> [Your goal]: Can you write out all of the records below word for word, leaving out the pictures?

> [Data provided]:
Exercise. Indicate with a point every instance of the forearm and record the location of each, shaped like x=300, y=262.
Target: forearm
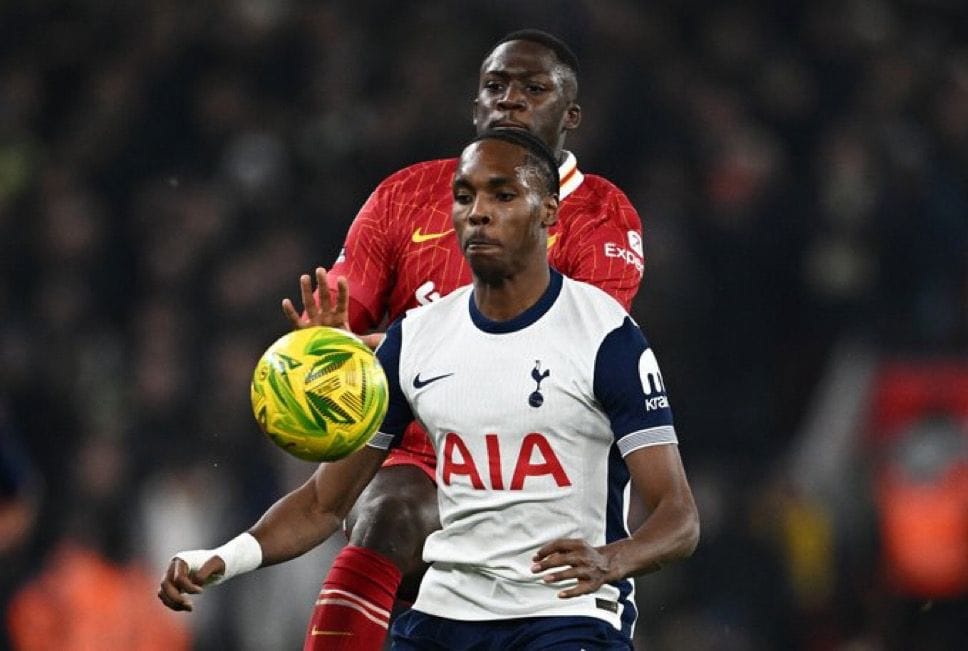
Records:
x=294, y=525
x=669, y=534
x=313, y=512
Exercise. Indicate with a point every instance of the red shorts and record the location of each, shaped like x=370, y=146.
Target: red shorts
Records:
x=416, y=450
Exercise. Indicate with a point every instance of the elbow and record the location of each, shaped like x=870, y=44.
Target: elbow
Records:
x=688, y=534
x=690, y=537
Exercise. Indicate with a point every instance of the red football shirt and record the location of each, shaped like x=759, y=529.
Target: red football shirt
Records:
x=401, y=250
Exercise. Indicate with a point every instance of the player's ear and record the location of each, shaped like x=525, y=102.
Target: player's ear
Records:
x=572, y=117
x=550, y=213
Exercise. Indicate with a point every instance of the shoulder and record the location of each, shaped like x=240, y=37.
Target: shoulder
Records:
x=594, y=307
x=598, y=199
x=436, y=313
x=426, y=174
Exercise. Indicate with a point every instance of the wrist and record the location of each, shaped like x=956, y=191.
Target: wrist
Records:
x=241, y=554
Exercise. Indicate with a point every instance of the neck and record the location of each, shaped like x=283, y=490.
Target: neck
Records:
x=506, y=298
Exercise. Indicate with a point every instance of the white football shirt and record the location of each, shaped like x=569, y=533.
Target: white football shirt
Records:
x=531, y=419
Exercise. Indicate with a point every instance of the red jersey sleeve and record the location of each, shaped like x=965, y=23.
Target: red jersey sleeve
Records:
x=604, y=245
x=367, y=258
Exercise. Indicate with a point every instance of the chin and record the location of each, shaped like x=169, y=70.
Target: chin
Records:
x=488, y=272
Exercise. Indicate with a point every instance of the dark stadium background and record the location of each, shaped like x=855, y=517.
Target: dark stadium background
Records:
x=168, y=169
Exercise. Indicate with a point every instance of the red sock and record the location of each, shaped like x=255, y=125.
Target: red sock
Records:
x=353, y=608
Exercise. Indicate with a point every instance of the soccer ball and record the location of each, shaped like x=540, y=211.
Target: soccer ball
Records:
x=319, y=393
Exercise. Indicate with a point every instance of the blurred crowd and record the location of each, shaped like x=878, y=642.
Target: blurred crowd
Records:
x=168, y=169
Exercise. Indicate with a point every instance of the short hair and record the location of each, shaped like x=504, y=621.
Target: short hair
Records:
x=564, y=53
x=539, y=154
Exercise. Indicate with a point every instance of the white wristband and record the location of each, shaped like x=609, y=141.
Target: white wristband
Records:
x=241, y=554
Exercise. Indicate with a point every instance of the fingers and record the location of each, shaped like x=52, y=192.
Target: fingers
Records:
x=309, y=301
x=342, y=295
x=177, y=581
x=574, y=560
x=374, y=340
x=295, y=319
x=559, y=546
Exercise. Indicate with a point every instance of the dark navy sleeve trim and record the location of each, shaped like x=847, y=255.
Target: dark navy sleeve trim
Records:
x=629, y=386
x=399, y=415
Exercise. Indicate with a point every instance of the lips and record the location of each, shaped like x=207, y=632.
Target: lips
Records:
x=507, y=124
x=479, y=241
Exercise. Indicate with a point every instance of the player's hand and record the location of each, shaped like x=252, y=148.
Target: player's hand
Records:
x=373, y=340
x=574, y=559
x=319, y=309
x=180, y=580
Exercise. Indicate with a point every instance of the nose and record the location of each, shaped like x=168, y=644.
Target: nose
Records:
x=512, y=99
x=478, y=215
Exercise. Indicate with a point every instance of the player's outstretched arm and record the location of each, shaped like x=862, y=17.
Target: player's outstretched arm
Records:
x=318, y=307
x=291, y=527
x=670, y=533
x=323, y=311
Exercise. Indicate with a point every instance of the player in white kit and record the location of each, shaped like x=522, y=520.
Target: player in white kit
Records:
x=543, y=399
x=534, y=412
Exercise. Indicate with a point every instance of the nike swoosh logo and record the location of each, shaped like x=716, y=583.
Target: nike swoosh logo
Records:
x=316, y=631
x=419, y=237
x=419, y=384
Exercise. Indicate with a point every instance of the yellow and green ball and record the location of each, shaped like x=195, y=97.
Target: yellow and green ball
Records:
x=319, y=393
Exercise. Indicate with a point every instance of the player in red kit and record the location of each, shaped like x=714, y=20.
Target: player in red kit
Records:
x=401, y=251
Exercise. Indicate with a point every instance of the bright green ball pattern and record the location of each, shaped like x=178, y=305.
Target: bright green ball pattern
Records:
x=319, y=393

> [Response to this exercise]:
Exercise. Indicate with a point every instance of the forearm and record the location of each, shaped like x=300, y=262.
Target: forearm
Records:
x=294, y=525
x=669, y=534
x=313, y=512
Exercise. Indicate with a point every instance of the red shorts and record the location of each, shaped like x=370, y=146.
Target: red shorts
Records:
x=416, y=450
Exercise. Indicate with a point every instance of the elbow and record the location of each, shaped like x=870, y=44.
Target: elbow
Records:
x=688, y=534
x=690, y=537
Exercise. Indicate with a point every instance of the red football shirt and record the location of each, shaped like x=759, y=529.
Target: red football shirt
Records:
x=401, y=250
Exercise. Indicate with a point every instance of the player's ear and record the location of each, shaped like x=525, y=102.
Target: player's ear
Records:
x=572, y=117
x=550, y=213
Exercise. Indicate with a point every instance of the shoulder and record the location of each, shaped like x=240, y=37.
Target: shoulder
Records:
x=594, y=307
x=598, y=199
x=436, y=313
x=426, y=174
Exercise. Indicate with a point every instance of the wrist and record the location of each, shaped like x=956, y=191.
Target: wrist
Records:
x=241, y=554
Exercise. Indicate with a point every instance of the neck and record the location of each, shaped like x=283, y=490.
Target: neck
Records:
x=506, y=298
Exercise. Indicate with a point every instance of the white football shirt and record the location of each, shaped like x=569, y=533.
Target: white football shirt
Records:
x=531, y=419
Exercise. Indicate with a point every instance of the red jersey sleeve and record the location of each, shaped like x=965, y=23.
Target: red jersey sleeve
Records:
x=604, y=245
x=367, y=258
Exercise. Indicate with a point every instance of the chin and record the location of each, shaped like x=169, y=70.
Target: chin
Records:
x=488, y=272
Exercise. Indicate with a point every instance of the dark stadium background and record the location of each, shaped like x=855, y=517.
Target: dark stadium background
Records:
x=168, y=169
Exercise. Indicate with a point every instance of the red sock and record the location of each, shaped like x=255, y=125.
Target: red sock
Records:
x=353, y=608
Exercise. Indicate with a point every instance of the soccer ball and record the location of each, shaped like x=540, y=211.
Target: soccer ball
Records:
x=319, y=393
Exercise. Indicate with a point every instance of the blurred crowd and record the location of each, shaped like x=878, y=642.
Target: blurred crowd
Records:
x=168, y=169
Exercise. Indicate with a point every instance of the short hair and record the location of each, shaped like x=504, y=621.
Target: short hair
Records:
x=564, y=53
x=539, y=154
Exercise. Indicate with a point every instance of the white wristband and record the location of each, shaped like x=609, y=141.
Target: white wristband
Records:
x=241, y=554
Exercise. Indicate with a point every instance of the fingers and record the location of each, shaped like x=52, y=192.
Target: fingers
Records:
x=309, y=301
x=342, y=295
x=177, y=581
x=574, y=560
x=374, y=340
x=295, y=319
x=559, y=546
Exercise. Indicate with a point every instance of the dark navy sleeve trim and record the location of each, shaped like x=847, y=255.
Target: dark navy sleeve trim
Records:
x=629, y=386
x=399, y=415
Exercise. Indicate with a point every instance of the lips and record the location of each, shaped like x=207, y=632.
Target: lips
Records:
x=507, y=124
x=479, y=241
Exercise. Indicate with a point every instance of the player's hand and record the location of each, shaped like x=252, y=148.
Target: player's hand
Records:
x=373, y=340
x=574, y=559
x=319, y=309
x=180, y=580
Exercise. Indicate with a point every instance of the nose and record the location of each, shaped like x=168, y=644.
Target: nose
Records:
x=512, y=99
x=478, y=215
Exercise. Indicate with a point every instance of the player's outstretched arm and record the location of each, shaped like x=862, y=17.
Target: player's outstretched arm
Records:
x=318, y=307
x=291, y=527
x=670, y=533
x=323, y=311
Exercise. Indicate with a point every instance of the player in white kit and record the location of each, shaped like x=522, y=520.
Target: player in white kit
Records:
x=543, y=399
x=534, y=412
Exercise. Indicate with a point every instance of the nike swoosh logo and record the location of each, shaped like x=716, y=583.
Target: nike swoosh logo
Records:
x=316, y=631
x=419, y=237
x=419, y=384
Exercise. Indicate with a point every instance of the yellow and green ball and record the location of each, shaped like x=195, y=97.
Target: yellow and green ball
Records:
x=319, y=393
Exercise. Indicate with a point every instance of the player in red kit and record the location of each, shaped like x=714, y=20.
Target: player in red kit
Records:
x=401, y=251
Exercise. Indicate with a point every instance of the bright green ball pattern and record the location of each, shaped like x=178, y=305.
Target: bright green ball pattern
Records:
x=319, y=393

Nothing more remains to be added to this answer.